Die ruandische Verfassung lehnt ethnische Klassifizierungen ab; sie verpflichtet sich zum „Kampf gegen die Ideologie des Völkermords“ und zur „Ausrottung ethnischer, regionaler und anderer Spaltungen und zur Förderung der nationalen Einheit“. Neue Gesetze verbieten „Spaltungen“ entlang ethnischer Linien. Der ruandische Staat hat die besonderen Herausforderungen anerkannt, mit denen sich „historisch marginalisierte Völker“ konfrontiert sehen; Experten haben jedoch ihre Besorgnis darüber geäußert, dass die Nichtanerkennung der ethnischen Zugehörigkeit gegen das Recht des Einzelnen verstößt, sich mit einer bestimmten ethnischen Gruppe zu identifizieren, und die besonderen Bedürfnisse und Situationen dieser Gruppen ignoriert.
Ein Bereich, der Ende 2010 und 2011 für Kontroversen sorgte, war das offizielle „Bye Bye Nyakatsi“-Programm zum Ersatz traditioneller Strohdachhäuser durch Häuser mit Eisendächern. Während die Regierung das Programm als Bemühung beschrieb, angemessenen Wohnraum für alle zu gewährleisten, argumentierten Experten, dass es die Batwa aufgrund ihrer häufigen Verwendung traditioneller Baumethoden unverhältnismäßig stark betraf und dass es kurzfristig den Anschein erweckte, dass viele ohne Obdach blieben.

• [QUELLENMATERIAL]:
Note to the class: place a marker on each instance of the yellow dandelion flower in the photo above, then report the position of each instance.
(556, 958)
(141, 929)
* * *
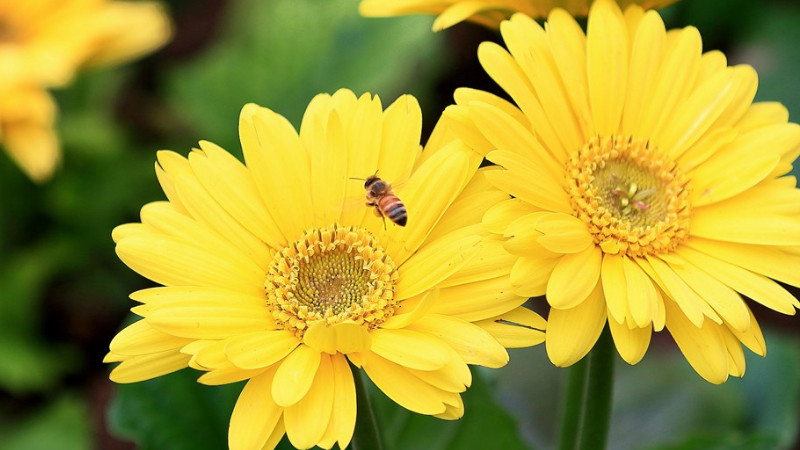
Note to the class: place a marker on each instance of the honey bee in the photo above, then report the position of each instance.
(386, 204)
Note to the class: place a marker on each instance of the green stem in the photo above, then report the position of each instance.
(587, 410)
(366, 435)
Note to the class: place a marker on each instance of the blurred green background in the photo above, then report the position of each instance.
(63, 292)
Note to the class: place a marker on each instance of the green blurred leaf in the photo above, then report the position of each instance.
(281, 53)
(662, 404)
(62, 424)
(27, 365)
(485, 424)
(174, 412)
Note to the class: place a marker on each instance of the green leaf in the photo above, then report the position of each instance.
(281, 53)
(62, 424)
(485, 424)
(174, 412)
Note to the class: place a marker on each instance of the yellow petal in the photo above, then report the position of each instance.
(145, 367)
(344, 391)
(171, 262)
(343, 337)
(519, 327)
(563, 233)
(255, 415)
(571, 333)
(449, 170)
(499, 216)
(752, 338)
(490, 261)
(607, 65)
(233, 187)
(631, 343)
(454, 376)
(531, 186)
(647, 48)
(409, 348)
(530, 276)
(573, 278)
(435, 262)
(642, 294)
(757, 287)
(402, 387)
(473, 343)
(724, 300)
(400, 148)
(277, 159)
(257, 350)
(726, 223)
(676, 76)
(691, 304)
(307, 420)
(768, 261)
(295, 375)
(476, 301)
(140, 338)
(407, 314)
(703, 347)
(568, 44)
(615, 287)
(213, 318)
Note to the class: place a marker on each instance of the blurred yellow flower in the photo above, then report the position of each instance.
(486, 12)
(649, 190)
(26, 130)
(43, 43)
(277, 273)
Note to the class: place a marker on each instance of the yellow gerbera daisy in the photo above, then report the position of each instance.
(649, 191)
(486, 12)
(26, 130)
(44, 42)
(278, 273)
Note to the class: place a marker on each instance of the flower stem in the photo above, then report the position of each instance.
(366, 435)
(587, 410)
==
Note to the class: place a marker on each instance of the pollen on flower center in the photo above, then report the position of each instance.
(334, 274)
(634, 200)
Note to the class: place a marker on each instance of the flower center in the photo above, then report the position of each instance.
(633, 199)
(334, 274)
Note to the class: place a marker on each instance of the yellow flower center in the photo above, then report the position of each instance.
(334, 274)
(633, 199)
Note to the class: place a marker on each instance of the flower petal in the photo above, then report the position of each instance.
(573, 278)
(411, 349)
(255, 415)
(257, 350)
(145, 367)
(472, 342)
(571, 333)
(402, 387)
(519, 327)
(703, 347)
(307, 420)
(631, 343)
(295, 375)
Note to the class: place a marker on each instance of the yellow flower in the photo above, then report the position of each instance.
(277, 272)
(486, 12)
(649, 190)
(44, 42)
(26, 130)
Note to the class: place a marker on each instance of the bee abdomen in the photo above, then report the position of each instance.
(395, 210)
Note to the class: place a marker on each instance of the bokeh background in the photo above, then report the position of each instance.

• [AUFGABENSTELLUNG]:
Kannst du den Text über ethnische Zugehörigkeit in Ruanda von oben vollständig und wortgetreu wiedergeben?

• [ANTWORTBEREICH]:
Die ruandische Verfassung lehnt ethnische Klassifizierungen ab; sie verpflichtet sich zum „Kampf gegen die Ideologie des Völkermords“ und zur „Ausrottung ethnischer, regionaler und anderer Spaltungen und zur Förderung der nationalen Einheit“. Neue Gesetze verbieten „Spaltungen“ entlang ethnischer Linien. Der ruandische Staat hat die besonderen Herausforderungen anerkannt, mit denen sich „historisch marginalisierte Völker“ konfrontiert sehen; Experten haben jedoch ihre Besorgnis darüber geäußert, dass die Nichtanerkennung der ethnischen Zugehörigkeit gegen das Recht des Einzelnen verstößt, sich mit einer bestimmten ethnischen Gruppe zu identifizieren, und die besonderen Bedürfnisse und Situationen dieser Gruppen ignoriert.
Ein Bereich, der Ende 2010 und 2011 für Kontroversen sorgte, war das offizielle „Bye Bye Nyakatsi“-Programm zum Ersatz traditioneller Strohdachhäuser durch Häuser mit Eisendächern. Während die Regierung das Programm als Bemühung beschrieb, angemessenen Wohnraum für alle zu gewährleisten, argumentierten Experten, dass es die Batwa aufgrund ihrer häufigen Verwendung traditioneller Baumethoden unverhältnismäßig stark betraf und dass es kurzfristig den Anschein erweckte, dass viele ohne Obdach blieben.